THE TASK —
Convert the entries below into a CSV with the columns "request" and "response". Make one row per request, with its text and its answer each in a single quoted field and every line break replaced by a space.

Stored data entries
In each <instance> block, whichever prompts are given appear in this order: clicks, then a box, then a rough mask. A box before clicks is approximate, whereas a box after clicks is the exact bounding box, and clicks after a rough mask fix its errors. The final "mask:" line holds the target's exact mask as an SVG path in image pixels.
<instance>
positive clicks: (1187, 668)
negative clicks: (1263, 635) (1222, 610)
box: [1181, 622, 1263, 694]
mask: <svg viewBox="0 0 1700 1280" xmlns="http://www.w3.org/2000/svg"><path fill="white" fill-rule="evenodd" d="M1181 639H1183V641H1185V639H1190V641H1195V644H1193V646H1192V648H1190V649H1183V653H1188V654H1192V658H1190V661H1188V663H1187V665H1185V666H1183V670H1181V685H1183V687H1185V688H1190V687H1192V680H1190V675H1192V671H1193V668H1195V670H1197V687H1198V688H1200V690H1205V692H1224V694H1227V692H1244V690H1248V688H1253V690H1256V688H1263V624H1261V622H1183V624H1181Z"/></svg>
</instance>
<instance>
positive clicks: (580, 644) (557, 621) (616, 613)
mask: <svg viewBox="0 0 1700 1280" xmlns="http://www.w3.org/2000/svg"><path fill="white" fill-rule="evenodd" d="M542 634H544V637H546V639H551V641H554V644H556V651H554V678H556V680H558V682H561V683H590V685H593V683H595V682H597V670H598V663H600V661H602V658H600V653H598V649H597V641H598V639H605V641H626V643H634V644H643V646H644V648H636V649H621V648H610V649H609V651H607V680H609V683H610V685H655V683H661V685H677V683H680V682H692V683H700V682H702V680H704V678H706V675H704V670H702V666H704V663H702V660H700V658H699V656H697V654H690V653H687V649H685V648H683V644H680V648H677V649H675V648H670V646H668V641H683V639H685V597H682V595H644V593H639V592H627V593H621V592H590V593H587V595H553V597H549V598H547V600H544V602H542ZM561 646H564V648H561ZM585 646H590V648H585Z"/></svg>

EXERCISE RESULT —
request,response
"In each <instance> block, whichever prompts are given appear in this order: clicks, then a box, then a rough mask. A box before clicks is approximate, whereas a box after clicks is the exact bounding box, and clicks after a rough mask fix its errors. The final ""mask:"" line holds the target's exact mask as an SVG path in image pixels. <instance> positive clicks: (1187, 668) negative clicks: (1263, 635) (1222, 610) box:","[1181, 622, 1263, 694] mask: <svg viewBox=""0 0 1700 1280"" xmlns=""http://www.w3.org/2000/svg""><path fill=""white"" fill-rule=""evenodd"" d=""M1181 639H1183V641H1185V639H1190V641H1195V644H1193V646H1192V648H1190V649H1183V653H1188V654H1192V658H1190V661H1188V663H1187V665H1185V666H1183V670H1181V685H1183V687H1185V688H1190V687H1192V680H1190V675H1192V671H1193V668H1195V670H1197V687H1198V688H1200V690H1205V692H1224V694H1227V692H1244V690H1248V688H1253V690H1256V688H1263V624H1261V622H1183V624H1181Z""/></svg>"
"</instance> <instance> positive clicks: (580, 644) (557, 621) (616, 613)","mask: <svg viewBox=""0 0 1700 1280"" xmlns=""http://www.w3.org/2000/svg""><path fill=""white"" fill-rule=""evenodd"" d=""M542 634H544V637H546V639H551V641H554V644H556V651H554V678H556V680H558V682H561V683H590V685H593V683H595V682H597V670H598V663H600V661H602V658H600V653H598V649H597V641H598V639H605V641H626V643H634V644H643V646H644V648H636V649H621V648H610V649H609V651H607V680H609V683H610V685H655V683H661V685H677V683H680V682H692V683H700V682H702V680H704V678H706V675H704V670H702V666H704V663H702V660H700V658H699V656H697V654H690V653H687V649H685V648H683V644H680V648H677V649H675V648H670V646H668V641H683V639H685V597H682V595H644V593H639V592H627V593H621V592H590V593H587V595H553V597H549V598H547V600H544V602H542ZM561 646H564V648H561ZM585 646H590V648H585Z""/></svg>"